■ EXERCÍCIO PROPOSTO A
No texto sobre professores, por que quem escreve se obrigou a aprender a matéria sozinho? Responda em até três frases.
■ EXERCÍCIO PROPOSTO B
Repita o trecho do texto sobre professores entre "Também tive uma" e "terceira de Tutancâmon.", inclusive.
■ EXERCÍCIO PROPOSTO C
Liste todas as disciplinas escolares citadas no texto sobre professores.

■ TRECHO DO DOCUMENTO
Ainda assim, foram muitas as vezes em que imaginei como seria a minha atuação como catedrático. Durante a minha vida escolar tive ótimos professores e me identificava com a didática daqueles que tornavam as aulas mais leves, descontraídas e despertavam na turma a vontade de aprender sem que parecesse que os cérebros de todos estivessem virando fubá.
Histórias de professores qualquer vivente tem para contar. Sempre há algum com hábitos curiosos, estranhos e hilários. Mesmo na faculdade isso permanece, e diria até que de maneira exponencial. No áureos tempos do primeiro grau, tive um professor de Física que parecia o Christofer Lloyd. Todos dizíamos que ele era igual ao célebre ator do filme De Volta para o Futuro. Outro, de Ciências, tirava tatu do nariz e jogava no lixo como quem arremessa uma bola de basquete na cesta; dava aulas de pés descalços; parava a aula e atirava balas para cada um em sua classe. Aquele cara era um mito.
Também tive uma pobre professora que tinha um bafo terrível. Coitada, ainda bem que não cito nomes! Lembro que me obriguei a aprender a matéria sozinho, de modo a não precisar chamá-la para dar explicações na minha classe, tudo com medo de morrer sufocado por aquele cheiro de esgoto que saía da boca da criatura. Ei, você, professor que porventura visite meu blog: pela manhã, antes de sair de casa, faça conchinha com a mão e bafore nela, de modo a checar seu hálito. As turmas podem estar comentando a respeito, mas ninguém nunca tem coragem de dar o alerta salvador. Fica a dica.
Aprendi a amar Matemática com um grande mestre que fazia imitações em meio à aula e tornava os cálculos bastante divertidos. Posteriormente, recuperei o ódio pelos números, pois a professora seguinte era prima terceira de Tutancâmon.

■ LINHAS EXTRAÍDAS
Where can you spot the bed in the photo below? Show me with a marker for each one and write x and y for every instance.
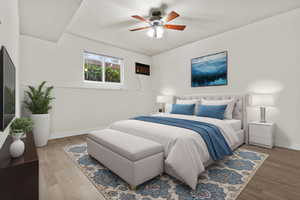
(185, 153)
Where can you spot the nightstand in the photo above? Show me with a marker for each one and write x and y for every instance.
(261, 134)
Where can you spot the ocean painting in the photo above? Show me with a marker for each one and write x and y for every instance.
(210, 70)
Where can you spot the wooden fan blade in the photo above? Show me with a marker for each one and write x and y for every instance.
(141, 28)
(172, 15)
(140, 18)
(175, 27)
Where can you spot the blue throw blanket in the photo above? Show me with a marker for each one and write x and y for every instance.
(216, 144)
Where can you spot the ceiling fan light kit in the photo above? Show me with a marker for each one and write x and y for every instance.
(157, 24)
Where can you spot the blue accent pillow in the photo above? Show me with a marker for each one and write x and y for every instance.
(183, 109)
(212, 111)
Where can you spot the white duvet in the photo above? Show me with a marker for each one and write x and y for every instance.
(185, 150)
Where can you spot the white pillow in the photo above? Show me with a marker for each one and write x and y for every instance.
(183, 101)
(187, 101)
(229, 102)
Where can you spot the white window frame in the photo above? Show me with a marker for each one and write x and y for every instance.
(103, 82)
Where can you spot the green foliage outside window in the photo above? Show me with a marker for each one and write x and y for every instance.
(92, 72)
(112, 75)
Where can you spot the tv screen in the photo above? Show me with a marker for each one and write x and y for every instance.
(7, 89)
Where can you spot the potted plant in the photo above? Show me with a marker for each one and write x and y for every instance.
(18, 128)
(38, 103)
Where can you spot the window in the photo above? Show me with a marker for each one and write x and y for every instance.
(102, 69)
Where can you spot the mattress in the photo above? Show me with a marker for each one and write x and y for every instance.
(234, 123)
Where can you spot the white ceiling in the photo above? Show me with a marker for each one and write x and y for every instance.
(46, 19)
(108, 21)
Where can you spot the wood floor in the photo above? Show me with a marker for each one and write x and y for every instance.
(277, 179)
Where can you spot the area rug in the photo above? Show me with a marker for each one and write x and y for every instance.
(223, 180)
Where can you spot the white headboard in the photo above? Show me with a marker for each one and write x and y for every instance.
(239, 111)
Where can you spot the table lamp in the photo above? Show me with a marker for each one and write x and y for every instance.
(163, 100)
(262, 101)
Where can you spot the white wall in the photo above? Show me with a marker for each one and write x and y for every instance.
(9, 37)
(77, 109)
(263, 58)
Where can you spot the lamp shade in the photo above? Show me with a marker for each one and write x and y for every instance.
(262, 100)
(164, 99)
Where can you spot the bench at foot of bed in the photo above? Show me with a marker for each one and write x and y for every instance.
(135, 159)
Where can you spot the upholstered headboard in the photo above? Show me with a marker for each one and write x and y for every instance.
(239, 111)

--

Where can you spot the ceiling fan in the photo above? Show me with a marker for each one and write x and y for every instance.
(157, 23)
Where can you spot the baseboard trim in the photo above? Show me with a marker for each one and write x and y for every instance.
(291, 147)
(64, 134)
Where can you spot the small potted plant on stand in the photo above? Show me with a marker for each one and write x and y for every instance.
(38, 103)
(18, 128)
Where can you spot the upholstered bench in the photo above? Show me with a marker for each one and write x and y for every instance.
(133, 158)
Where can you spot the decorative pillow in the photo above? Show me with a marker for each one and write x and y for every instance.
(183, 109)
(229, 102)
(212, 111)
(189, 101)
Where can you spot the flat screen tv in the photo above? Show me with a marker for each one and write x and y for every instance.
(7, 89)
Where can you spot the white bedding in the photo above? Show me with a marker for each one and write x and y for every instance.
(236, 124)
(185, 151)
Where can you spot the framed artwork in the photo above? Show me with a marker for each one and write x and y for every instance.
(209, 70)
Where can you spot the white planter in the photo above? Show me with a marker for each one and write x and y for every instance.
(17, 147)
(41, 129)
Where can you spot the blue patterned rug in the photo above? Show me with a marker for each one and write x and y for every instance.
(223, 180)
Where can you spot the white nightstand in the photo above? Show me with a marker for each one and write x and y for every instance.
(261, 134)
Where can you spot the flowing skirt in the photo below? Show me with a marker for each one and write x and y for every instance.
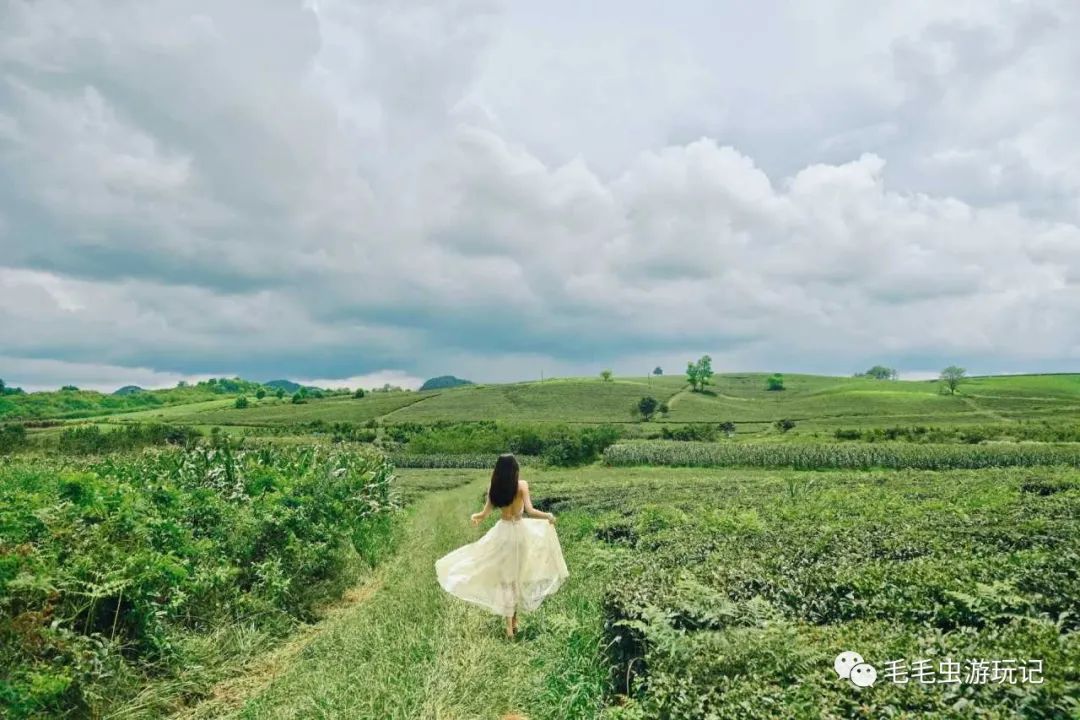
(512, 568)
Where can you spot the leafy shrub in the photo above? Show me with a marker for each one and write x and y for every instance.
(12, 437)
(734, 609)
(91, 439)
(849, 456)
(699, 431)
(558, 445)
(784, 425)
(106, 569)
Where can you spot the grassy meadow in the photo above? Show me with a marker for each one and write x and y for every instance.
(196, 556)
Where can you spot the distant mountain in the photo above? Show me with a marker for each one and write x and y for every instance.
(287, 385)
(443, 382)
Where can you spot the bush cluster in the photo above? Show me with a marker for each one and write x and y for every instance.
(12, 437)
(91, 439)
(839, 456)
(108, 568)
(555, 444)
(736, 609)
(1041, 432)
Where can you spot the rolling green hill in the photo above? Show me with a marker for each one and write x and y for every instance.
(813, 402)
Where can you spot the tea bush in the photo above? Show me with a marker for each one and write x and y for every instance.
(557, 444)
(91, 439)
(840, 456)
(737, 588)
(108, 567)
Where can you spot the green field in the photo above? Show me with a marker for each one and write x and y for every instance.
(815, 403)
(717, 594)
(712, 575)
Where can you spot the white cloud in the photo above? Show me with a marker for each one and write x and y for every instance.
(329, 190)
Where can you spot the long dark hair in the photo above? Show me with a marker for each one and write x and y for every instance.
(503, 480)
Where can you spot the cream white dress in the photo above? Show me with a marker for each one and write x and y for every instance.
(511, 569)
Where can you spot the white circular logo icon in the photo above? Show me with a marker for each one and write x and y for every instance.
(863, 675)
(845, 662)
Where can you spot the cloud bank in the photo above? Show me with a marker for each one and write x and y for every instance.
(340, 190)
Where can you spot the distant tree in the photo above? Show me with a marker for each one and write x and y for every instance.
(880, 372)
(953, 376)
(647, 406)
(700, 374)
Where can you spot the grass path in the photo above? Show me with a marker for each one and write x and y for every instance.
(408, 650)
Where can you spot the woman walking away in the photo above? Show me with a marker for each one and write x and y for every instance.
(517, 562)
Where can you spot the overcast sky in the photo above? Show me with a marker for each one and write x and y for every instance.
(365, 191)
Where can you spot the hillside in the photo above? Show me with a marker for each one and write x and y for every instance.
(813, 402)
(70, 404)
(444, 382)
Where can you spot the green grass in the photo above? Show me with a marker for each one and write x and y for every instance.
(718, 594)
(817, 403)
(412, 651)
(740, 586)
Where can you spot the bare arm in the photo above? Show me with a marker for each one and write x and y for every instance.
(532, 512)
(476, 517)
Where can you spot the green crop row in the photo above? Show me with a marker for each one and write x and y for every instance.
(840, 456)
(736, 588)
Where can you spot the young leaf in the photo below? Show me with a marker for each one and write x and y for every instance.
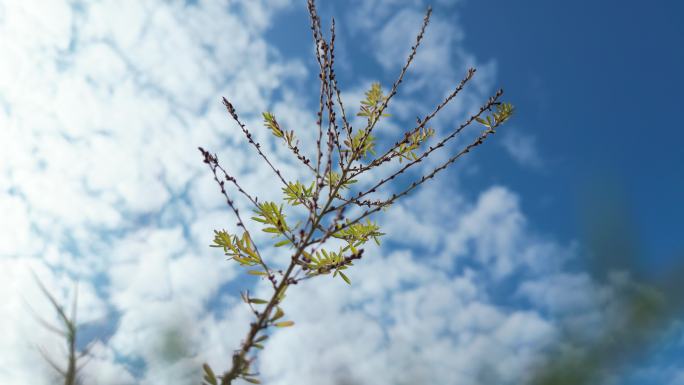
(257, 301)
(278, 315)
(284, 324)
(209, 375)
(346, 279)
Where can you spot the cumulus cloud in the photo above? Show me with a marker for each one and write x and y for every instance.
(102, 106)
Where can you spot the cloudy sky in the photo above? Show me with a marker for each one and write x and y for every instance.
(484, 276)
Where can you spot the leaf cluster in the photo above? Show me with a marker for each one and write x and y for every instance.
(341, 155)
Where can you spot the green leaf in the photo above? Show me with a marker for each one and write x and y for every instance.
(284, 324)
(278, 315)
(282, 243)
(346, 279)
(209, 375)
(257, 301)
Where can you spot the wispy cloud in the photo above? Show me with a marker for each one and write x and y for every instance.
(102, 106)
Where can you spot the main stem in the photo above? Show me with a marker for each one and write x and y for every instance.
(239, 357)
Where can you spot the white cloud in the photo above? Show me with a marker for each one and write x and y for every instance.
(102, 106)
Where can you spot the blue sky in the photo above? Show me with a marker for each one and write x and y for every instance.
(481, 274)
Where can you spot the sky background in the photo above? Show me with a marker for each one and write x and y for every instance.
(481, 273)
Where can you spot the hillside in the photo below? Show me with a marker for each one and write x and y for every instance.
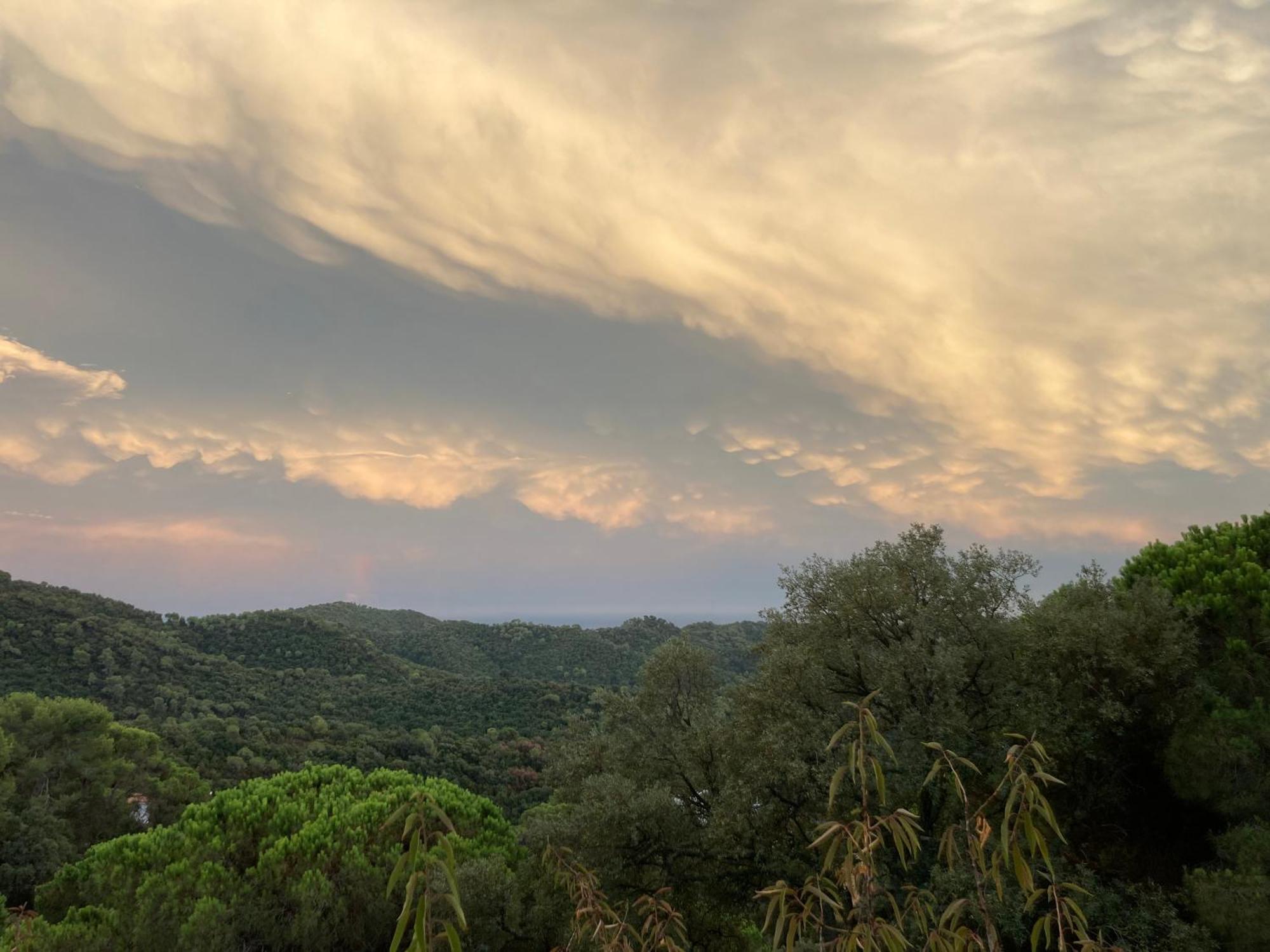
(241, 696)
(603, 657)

■ RESOLUÇÃO ESCRITA A
Quem escreve se obrigou a aprender a matéria sozinho para não precisar chamar a professora à sua classe para dar explicações. Fez isso por medo de morrer sufocado pelo mau hálito dela, que o texto compara a um cheiro de esgoto.

■ RESOLUÇÃO ESCRITA B
Também tive uma pobre professora que tinha um bafo terrível. Coitada, ainda bem que não cito nomes! Lembro que me obriguei a aprender a matéria sozinho, de modo a não precisar chamá-la para dar explicações na minha classe, tudo com medo de morrer sufocado por aquele cheiro de esgoto que saía da boca da criatura. Ei, você, professor que porventura visite meu blog: pela manhã, antes de sair de casa, faça conchinha com a mão e bafore nela, de modo a checar seu hálito. As turmas podem estar comentando a respeito, mas ninguém nunca tem coragem de dar o alerta salvador. Fica a dica.
Aprendi a amar Matemática com um grande mestre que fazia imitações em meio à aula e tornava os cálculos bastante divertidos. Posteriormente, recuperei o ódio pelos números, pois a professora seguinte era prima terceira de Tutancâmon.

■ RESOLUÇÃO ESCRITA C
Física, Ciências, Matemática